→ **Given records**:
══════
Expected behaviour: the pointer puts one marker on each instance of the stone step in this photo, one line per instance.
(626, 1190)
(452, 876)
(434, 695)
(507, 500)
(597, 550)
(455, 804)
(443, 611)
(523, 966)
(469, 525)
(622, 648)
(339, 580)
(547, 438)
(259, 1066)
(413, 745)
══════
→ **Instructions for the task**: Render every line of the data above as a JSON list of strings, one string per line, and leave out any blank lines.

→ **Output below**:
[
  "Expected behaviour: the pointer puts one marker on each instance of the stone step in this photo, one line per instance.",
  "(626, 1190)",
  "(452, 876)",
  "(434, 695)",
  "(507, 500)",
  "(597, 550)",
  "(455, 804)",
  "(443, 611)",
  "(523, 966)",
  "(469, 525)",
  "(622, 648)",
  "(339, 580)",
  "(547, 438)",
  "(259, 1066)",
  "(413, 745)"
]